Start Raw records

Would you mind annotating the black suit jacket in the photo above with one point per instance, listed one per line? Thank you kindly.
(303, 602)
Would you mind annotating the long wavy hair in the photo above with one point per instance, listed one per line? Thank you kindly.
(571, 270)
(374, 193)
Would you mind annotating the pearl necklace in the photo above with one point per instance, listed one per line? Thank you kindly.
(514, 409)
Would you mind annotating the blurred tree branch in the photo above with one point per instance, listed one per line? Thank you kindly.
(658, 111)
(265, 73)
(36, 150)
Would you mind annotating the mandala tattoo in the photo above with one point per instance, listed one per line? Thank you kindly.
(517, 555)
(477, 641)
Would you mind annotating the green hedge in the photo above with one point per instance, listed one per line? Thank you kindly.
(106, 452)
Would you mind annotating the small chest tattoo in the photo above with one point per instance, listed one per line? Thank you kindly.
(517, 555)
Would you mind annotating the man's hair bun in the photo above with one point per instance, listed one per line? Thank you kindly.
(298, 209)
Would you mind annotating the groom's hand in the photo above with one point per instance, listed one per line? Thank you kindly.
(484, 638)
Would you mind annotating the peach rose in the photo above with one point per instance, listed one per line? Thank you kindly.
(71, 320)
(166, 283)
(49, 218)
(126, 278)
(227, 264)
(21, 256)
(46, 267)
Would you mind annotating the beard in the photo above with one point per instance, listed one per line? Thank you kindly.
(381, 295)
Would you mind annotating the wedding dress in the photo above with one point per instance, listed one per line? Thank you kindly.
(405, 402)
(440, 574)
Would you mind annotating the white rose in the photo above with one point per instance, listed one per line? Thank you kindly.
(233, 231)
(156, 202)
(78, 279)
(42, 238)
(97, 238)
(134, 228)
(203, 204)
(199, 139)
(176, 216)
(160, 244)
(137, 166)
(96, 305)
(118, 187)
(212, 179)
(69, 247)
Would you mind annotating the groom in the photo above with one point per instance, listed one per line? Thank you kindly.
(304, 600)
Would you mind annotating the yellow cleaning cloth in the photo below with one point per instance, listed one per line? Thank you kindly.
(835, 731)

End Raw records
Start Raw records

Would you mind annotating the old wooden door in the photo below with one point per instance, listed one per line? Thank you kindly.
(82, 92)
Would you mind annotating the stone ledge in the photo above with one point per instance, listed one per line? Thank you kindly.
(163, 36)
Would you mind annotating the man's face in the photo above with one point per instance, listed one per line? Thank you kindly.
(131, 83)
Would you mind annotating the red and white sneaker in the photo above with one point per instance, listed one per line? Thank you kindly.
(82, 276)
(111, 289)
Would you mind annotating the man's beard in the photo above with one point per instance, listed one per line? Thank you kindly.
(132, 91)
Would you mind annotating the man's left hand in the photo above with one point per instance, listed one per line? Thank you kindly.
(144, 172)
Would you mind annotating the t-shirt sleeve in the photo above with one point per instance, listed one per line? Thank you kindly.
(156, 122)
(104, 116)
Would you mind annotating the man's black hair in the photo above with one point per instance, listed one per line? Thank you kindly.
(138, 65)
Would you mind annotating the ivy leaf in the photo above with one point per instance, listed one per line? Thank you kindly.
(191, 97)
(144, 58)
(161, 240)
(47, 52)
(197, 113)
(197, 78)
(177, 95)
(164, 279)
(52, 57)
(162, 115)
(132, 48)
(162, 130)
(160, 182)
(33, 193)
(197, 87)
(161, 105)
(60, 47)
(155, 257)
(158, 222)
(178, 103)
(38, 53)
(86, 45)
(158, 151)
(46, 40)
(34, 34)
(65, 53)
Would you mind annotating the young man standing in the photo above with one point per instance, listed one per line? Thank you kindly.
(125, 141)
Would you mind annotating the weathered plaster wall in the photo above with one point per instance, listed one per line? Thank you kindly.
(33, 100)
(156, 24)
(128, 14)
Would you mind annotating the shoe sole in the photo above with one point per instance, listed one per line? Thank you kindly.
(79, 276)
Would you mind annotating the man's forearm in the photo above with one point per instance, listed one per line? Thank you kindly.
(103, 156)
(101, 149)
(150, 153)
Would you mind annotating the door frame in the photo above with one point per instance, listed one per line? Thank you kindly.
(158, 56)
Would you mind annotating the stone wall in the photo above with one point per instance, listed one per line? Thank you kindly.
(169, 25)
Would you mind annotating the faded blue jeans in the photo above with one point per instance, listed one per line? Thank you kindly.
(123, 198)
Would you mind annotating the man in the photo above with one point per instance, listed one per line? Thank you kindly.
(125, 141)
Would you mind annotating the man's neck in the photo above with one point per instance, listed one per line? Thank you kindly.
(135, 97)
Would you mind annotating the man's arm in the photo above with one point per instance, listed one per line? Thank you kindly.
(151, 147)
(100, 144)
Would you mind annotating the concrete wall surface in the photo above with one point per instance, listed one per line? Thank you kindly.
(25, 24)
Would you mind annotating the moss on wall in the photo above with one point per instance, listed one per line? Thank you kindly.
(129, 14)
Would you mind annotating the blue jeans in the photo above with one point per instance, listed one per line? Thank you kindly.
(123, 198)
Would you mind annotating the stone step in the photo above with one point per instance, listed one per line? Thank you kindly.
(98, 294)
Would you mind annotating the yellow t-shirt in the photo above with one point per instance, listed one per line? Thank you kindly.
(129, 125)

End Raw records

Direction
Locate and copy every line of the material above that contains the string "stone", matching case.

Response
Would you mind annotating the stone ledge in the photo above with one point per instance, listed one per line? Thank you kindly.
Would you mind annotating the stone wall in the photo above with one point per instance, listed one per line? Thank you kindly.
Would you mind annotating the stone step in the photo above with one point per instance, listed one per line? Thank you kindly.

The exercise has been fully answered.